Extrait source –
↓↓↓
Mme le président. La parole est à Mme la ministre déléguée.

Mme Marlène Schiappa, ministre déléguée. Madame la présidente, mesdames, messieurs les sénateurs, nous abordons la dernière mission examinée aujourd’hui au titre du budget du ministère de l’intérieur. Elle est pour nous particulièrement importante, et ce pour plusieurs raisons.

D’abord parce qu’elle comprend les crédits de l’administration centrale du ministère, indispensables pour venir au soutien de l’activité opérationnelle de nos forces. De plus, elle abrite les crédits destinés au financement de la vie politique et à l’organisation des élections, qui sont si importantes pour la vitalité de notre démocratie. Enfin, elle inclut le budget du réseau des préfectures et des sous-préfectures qui accomplissent un travail remarquable, particulièrement en cette période particulière de crise sanitaire. Permettez-moi de saluer la grande réactivité des agents du ministère de l’intérieur, notamment ceux des préfectures, qui ont été fortement mobilisés autour du couple maire-préfet.

Au-delà de la crise sanitaire, je veux souligner quelques éléments qui viennent conforter le rôle du ministère de l’intérieur en tant que pilote de l’action territoriale de l’État, à laquelle ce budget contribue. Premièrement, les directions départementales interministérielles, qui relevaient auparavant de l’autorité du Premier ministre, ont été rattachées l’été dernier au ministère de l’intérieur. On peut également noter le déploiement de la réforme de l’organisation territoriale de l’État (OTE), avec la création de SGCD auxquels nous consacrons cette année 6,7 millions d’euros. Enfin, le développement du réseau France Services doit être l’occasion de redynamiser nos sous-préfectures.

S’agissant de l’évolution des crédits par nature de dépense, je tiens à préciser que l’évolution des dépenses de personnels de la mission est marquée par l’absence de suppression d’emplois dans les préfectures et sous-préfectures. À la demande du Président de la République et du Premier ministre, il a été décidé de ne réaliser aucune réduction d’effectifs au sein de ces services ; quelque 463 suppressions étaient pourtant initialement prévues en 2021. C’est donc une décision historique : cela faisait dix ans que ce réseau perdait des effectifs, enregistrant ainsi une baisse de 25 %. Ce geste fort constitue une réponse à l’attente collective d’une plus grande proximité, laquelle s’est notamment exprimée dans le cadre du grand débat national. Des réductions d’effectifs seront néanmoins réalisées sur les administrations centrales du ministère de l’intérieur…

Les crédits de masse salariale de la mission « Administration générale et territoriale de l’État » progressent quant à eux de 21 millions d’euros, hors du compte d’affectation spéciale « Pensions ».

Concernant les crédits de fonctionnement et d’investissement, la mission enregistre une progression de plus de 200 millions d’euros, en excluant le programme 232, « Vie politique, cultuelle et associative ».
↑↑↑
Exercice proposé –
Condensez l'extrait en deux phrases. Les lignes qui suivent proviennent d'une source distincte.

Données extraites –
↓↓↓
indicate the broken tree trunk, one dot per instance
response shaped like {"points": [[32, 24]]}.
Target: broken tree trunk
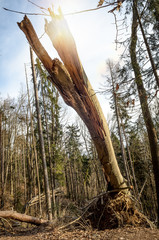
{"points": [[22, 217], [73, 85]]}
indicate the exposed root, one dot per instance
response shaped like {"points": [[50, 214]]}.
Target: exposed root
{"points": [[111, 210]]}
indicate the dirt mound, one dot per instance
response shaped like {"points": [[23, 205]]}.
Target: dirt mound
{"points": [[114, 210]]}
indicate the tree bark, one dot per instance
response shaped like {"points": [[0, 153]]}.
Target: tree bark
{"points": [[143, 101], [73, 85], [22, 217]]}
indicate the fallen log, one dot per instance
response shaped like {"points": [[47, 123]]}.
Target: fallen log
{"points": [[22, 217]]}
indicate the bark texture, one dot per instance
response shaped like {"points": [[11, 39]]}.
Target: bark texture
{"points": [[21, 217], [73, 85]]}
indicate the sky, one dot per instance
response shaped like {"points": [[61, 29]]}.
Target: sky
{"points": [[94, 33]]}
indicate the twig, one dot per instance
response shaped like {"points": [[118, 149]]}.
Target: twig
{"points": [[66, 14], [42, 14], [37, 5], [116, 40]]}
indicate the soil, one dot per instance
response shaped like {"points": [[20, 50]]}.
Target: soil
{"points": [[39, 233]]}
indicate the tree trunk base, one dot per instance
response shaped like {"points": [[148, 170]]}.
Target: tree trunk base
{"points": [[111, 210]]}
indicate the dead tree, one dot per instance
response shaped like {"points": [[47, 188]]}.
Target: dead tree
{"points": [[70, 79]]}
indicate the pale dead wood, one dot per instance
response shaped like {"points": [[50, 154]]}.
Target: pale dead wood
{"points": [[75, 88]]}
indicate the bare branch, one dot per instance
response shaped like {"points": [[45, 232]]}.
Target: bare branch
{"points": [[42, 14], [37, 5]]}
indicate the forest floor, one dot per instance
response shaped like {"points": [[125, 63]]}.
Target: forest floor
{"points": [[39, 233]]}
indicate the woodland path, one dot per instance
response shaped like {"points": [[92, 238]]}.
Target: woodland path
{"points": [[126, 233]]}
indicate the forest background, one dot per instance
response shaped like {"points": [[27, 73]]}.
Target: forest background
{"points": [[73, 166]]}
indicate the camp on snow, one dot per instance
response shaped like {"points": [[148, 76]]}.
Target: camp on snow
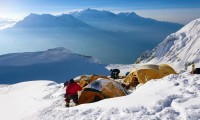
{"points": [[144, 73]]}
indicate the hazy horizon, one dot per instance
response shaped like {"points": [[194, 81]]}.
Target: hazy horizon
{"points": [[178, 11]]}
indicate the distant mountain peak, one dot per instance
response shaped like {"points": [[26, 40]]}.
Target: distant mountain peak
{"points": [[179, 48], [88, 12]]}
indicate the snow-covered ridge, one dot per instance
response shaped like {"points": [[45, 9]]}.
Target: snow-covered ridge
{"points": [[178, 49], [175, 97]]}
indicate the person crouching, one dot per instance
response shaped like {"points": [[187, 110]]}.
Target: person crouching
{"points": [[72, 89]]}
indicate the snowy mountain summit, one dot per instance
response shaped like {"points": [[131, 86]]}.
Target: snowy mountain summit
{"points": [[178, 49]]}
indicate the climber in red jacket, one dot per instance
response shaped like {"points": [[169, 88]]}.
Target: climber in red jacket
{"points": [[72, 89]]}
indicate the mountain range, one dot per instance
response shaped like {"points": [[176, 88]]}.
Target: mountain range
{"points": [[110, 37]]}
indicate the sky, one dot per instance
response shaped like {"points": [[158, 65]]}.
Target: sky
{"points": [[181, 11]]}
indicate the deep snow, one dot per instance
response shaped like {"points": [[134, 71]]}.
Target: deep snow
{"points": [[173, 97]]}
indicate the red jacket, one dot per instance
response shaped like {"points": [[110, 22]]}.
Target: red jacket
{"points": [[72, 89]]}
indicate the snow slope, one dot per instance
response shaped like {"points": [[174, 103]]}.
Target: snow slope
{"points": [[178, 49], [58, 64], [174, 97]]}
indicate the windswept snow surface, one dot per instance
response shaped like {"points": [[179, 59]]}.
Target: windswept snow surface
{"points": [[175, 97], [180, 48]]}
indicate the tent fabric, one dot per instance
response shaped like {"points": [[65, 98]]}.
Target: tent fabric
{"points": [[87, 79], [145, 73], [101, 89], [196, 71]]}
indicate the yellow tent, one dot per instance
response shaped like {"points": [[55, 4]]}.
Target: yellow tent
↑↑↑
↓↓↓
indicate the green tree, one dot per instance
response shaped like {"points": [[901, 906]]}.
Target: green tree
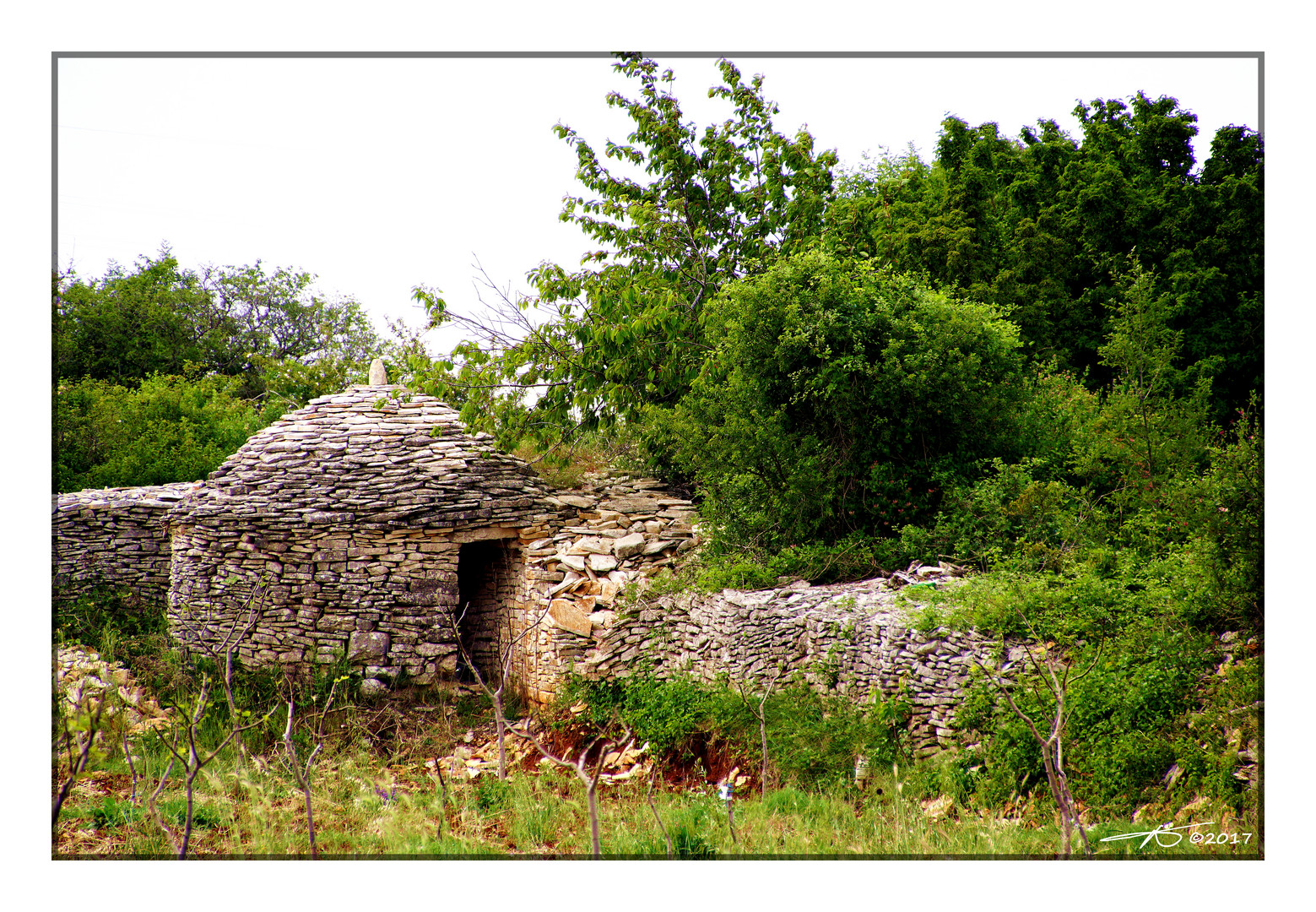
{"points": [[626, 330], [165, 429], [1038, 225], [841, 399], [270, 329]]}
↑↑↑
Travail réalisé –
La ministre déléguée présente la dernière mission du budget du ministère de l'intérieur, qui comprend les crédits de l'administration centrale, ceux du financement de la vie politique et de l'organisation des élections, ainsi que le budget du réseau des préfectures et des sous-préfectures. Elle indique qu'aucune réduction d'effectifs n'aura lieu dans les préfectures et sous-préfectures, alors que 463 suppressions étaient initialement prévues en 2021, et que les crédits de masse salariale progressent de 21 millions d'euros hors compte « Pensions », tandis que ceux de fonctionnement et d'investissement augmentent de plus de 200 millions d'euros hors programme 232.